> _SOURCE EXTRACT_:
..............................

Major global economic events and implications

  • In the US there were no surprises from the Fed which continued to taper its quantitative easing program and sounded more confident about a growth pick-up after winter weakness. March quarter saw the US economy virtually stall with just 0.1% annualised growth, but given this was driven by a combination of poor business investment that will improve after being weather affected and negative contributions from inventories and trade which will reverse, growth in the current quarter is likely to bounce back strongly. Certainly this is the message from a rebound in the ISM index, stronger jobs growth and improved household spending in March. Pending home sales also picked up in March and house prices are continuing to gain.
  • Eurozone economic confidence slipped slightly in April, with worries about Ukraine possibly weighing, but remains consistent with strengthening growth. While credit growth remained poor, an ECB survey of banks points to stronger loan demand which is a positive sign. Meanwhile inflation came in at just 0.7% year on year in April, but is not low enough to trigger quantitative easing by the ECB.
  • Japanese economic data is messy, being distorted by the April sales tax hike. March household spending was strong but is likely to have fallen back in April, with small business confidence and the manufacturing PMI falling sharply in April after the sales tax hike. A positive sign though is that the jobs to applicants ratio rose in March suggesting employers have a degree of confidence regarding the post tax hike environment. It’s too early for the Bank of Japan to be able to assess the impact of the tax hike and so it left policy unchanged as expected. Conditions are stronger now than they were the last time the sales tax rate was hiked in 1997 – with quantitative easing, fiscal stimulus, rising property prices, bank lending and consumer confidence – so Japan is unlikely to be knocked back into recession this time around. If the BoJ does ease further it’s unlikely to move till around July.
  • China’s official manufacturing PMI rose slightly in April providing some confidence that growth may have stabilised after the slowing in the first quarter. More broadly though it remains in the same range it has been in since late 2011, which is consistent with growth running around 7.5%. Meanwhile house price gains slowed further in April confirming that the housing slowdown continues and providing scope for more easing in restraints on home buyers.

..............................

> _DATA PROVIDED_:
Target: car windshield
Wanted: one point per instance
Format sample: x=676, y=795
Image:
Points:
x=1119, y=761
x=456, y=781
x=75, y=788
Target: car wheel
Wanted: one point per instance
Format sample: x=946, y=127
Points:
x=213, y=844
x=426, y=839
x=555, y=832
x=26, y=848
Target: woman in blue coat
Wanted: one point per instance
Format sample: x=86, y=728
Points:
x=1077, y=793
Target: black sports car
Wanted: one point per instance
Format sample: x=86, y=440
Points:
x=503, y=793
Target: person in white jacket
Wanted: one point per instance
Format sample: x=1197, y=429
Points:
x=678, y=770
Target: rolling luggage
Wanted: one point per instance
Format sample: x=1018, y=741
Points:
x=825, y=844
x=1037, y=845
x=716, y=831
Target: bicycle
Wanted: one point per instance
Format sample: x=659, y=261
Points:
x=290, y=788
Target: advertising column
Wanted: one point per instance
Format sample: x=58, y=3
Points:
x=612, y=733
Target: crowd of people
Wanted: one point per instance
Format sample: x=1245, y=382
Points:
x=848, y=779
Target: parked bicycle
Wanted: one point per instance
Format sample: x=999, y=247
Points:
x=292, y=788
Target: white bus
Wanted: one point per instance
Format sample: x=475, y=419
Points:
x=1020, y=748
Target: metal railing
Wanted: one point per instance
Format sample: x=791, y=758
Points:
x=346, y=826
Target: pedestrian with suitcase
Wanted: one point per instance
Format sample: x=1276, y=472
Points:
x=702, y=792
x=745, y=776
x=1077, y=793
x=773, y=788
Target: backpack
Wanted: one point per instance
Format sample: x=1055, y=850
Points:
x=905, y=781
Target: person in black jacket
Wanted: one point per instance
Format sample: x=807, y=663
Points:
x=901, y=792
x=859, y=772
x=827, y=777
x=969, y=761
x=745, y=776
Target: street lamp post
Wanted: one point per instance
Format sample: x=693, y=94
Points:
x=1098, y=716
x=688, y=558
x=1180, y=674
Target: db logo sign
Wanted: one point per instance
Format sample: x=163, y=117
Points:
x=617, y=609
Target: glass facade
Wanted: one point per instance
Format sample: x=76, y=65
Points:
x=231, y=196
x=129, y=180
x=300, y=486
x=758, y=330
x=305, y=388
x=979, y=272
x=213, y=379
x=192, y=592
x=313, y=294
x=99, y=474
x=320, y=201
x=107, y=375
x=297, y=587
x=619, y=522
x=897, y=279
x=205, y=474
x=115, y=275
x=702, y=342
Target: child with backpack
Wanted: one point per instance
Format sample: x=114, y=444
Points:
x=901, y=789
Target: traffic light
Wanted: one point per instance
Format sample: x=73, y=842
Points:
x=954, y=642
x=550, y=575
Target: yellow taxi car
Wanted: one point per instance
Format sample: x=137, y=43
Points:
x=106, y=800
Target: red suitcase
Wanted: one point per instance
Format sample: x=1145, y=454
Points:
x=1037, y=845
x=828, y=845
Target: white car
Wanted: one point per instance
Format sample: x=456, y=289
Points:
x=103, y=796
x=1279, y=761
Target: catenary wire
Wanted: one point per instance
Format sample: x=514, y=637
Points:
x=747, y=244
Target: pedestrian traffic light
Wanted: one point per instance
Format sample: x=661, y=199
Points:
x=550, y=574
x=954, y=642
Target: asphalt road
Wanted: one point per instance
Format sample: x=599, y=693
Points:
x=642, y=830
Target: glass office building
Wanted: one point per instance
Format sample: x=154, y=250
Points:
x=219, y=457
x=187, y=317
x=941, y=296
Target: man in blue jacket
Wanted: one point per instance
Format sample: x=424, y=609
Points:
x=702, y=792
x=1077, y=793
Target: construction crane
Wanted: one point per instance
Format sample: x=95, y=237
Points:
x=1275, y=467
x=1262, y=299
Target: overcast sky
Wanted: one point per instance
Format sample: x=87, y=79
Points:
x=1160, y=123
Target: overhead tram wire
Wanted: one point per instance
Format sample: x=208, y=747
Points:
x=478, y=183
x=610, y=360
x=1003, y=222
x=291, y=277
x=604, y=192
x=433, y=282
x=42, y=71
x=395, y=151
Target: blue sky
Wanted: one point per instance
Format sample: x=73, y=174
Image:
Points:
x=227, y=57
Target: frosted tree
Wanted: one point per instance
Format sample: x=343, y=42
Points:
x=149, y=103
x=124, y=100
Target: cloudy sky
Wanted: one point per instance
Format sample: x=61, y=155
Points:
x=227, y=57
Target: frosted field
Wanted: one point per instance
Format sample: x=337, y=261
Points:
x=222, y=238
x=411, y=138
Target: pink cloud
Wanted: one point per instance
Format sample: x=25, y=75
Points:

..............................

> _DIRECTIVE A_: Duplicate the passage of the global economic events summary that opens with the words containing "Major global economic" and closes with "continuing to gain.".
> _DIRECTIVE B_: In the global economic events summary, what was the eurozone's year-on-year inflation rate in April?

> _FINAL ANSWER A_:
Major global economic events and implications

  • In the US there were no surprises from the Fed which continued to taper its quantitative easing program and sounded more confident about a growth pick-up after winter weakness. March quarter saw the US economy virtually stall with just 0.1% annualised growth, but given this was driven by a combination of poor business investment that will improve after being weather affected and negative contributions from inventories and trade which will reverse, growth in the current quarter is likely to bounce back strongly. Certainly this is the message from a rebound in the ISM index, stronger jobs growth and improved household spending in March. Pending home sales also picked up in March and house prices are continuing to gain.

> _FINAL ANSWER B_: 0.7%